(Text)

******************************

Slow Printing on Linux?
sciguy125 asks: "I switched to Linux a few months ago and the biggest problem that I've had is with my printer. I've got a Canon S520 and Red Hat 9. It prints painfully slow. If I want to print word documents that are more than 5 pages, it's faster to reboot into Windows and print from there. I've scoured the Internet and found that many people are having this problem, but nobody has a satisfactory solution. The most common suggestion is to get a faster computer, thinking that GhostScript is running slow. I'm fairly sure that isn't my problem because the processor is only at about half load when printing. I'm not exactly sure how wide spread this problem is, but I do know that there is at least a decent sized handful of people struggling with it. At first, I was considering dropping Linux because this printing problem is a serious issue with me, but now I just leave a good chunk of my printing until after 2am." Has anyone run into the problem before? What could make a print job spool at unusually slow rates to the printer?

******************************

(Exercise brief)
Continue the post about slow printing on Linux, picking up right after its last sentence.

******************************

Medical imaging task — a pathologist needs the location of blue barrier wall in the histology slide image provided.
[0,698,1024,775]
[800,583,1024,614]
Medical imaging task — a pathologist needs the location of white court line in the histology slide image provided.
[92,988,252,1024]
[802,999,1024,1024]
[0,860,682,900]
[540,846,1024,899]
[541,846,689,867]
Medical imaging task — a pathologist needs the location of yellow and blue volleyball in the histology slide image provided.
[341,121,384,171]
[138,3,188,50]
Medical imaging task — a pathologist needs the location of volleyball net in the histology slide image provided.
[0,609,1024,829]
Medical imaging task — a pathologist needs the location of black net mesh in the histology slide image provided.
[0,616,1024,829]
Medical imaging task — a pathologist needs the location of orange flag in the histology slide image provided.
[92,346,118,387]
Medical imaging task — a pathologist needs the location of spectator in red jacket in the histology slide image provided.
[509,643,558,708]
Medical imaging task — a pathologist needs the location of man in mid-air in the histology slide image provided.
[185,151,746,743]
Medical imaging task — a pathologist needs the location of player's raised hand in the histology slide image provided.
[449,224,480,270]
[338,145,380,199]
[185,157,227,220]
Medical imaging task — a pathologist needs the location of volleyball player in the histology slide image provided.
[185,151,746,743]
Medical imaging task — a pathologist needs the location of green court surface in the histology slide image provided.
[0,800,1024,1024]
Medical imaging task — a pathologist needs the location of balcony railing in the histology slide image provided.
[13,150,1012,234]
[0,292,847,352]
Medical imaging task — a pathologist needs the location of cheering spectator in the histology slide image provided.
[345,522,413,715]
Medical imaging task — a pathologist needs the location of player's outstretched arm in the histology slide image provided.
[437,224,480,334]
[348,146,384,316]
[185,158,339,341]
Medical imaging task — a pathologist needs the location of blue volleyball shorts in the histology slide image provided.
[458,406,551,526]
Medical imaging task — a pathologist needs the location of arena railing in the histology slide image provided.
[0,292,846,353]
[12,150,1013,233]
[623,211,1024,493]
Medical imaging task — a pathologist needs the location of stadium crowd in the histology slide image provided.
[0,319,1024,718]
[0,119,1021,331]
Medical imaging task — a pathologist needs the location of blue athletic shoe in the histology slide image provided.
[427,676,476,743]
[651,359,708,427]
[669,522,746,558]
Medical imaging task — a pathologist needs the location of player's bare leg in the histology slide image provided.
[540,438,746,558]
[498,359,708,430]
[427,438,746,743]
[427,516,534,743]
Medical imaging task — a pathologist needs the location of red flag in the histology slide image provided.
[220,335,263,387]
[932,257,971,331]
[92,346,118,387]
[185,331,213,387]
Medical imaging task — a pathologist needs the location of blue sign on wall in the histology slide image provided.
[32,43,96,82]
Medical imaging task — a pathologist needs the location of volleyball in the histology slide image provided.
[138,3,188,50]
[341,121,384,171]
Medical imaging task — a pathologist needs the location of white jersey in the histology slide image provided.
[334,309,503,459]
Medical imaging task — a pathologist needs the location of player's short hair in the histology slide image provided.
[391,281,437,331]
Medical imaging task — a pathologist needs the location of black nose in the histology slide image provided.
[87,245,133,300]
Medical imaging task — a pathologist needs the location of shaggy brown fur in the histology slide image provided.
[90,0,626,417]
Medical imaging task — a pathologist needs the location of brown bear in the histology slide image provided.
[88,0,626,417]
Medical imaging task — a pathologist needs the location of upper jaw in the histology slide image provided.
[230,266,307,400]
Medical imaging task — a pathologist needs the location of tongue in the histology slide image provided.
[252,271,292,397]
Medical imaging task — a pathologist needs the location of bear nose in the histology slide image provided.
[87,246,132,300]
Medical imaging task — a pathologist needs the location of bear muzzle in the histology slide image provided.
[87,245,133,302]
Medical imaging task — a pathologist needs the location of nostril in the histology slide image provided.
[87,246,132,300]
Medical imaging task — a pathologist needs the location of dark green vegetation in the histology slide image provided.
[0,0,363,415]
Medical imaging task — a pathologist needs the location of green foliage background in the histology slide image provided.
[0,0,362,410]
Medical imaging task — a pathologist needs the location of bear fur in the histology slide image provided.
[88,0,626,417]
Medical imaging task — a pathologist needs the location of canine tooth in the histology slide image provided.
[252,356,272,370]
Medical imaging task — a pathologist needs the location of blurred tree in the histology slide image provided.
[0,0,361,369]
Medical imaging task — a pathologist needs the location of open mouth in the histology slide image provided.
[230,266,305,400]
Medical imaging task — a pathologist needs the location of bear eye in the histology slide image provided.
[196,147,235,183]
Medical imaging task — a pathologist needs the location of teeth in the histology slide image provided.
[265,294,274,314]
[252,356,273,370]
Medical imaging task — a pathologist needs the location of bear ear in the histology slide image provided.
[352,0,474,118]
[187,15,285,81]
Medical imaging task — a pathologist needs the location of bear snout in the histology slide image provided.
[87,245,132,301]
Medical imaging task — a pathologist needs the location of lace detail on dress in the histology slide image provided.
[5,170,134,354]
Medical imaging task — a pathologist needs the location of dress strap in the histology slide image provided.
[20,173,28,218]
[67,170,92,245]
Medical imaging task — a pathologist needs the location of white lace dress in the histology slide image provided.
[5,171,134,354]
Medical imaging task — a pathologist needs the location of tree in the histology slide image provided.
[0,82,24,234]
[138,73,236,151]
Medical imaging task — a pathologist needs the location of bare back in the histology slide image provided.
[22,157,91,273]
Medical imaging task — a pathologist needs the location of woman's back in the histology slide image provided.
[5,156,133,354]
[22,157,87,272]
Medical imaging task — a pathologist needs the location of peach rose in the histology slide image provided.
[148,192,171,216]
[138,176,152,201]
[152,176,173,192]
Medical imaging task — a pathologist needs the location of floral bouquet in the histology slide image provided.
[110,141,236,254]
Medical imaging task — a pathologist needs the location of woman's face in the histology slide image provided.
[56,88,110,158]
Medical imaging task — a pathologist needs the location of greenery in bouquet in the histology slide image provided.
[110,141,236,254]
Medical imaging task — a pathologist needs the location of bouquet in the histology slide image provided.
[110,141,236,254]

******************************

(Expected output)
OK, I feel your pain but this is just one more symptom of a greater problem. Printing under Linux is a mess and it needs to be fixed. I run a Brother 1250 and in order to get it to work I need to do the following:
Windows
Run the setup program. This installs an applet in the Control Panel along with the driver. The printer is detected on the USB port the first time I turn it on. Sharing is done in about five seconds with a right-click and a couple of selections.
Linux
Install Foomatic, install CUPS, install Ghostscript, fart around for thirty minutes making sure that they can all talk to each other. The total installation size for all of this is well over 50Mb and don't even talk to me about sharing the printer over my network, it isn't going to happen.
Wake up and smell the coffee guys !! We are now well into the 21st Century and Linux is still using a printing system that appears to have been written in the 1960's. This needs fixing with a solution that is small, fast and easy to use.
OK, rant over, feel better now.
Ed Almos
Budapest, Hungary
The more corrupt the state, the more numerous the laws. - Tacitus, 56-120 A.D.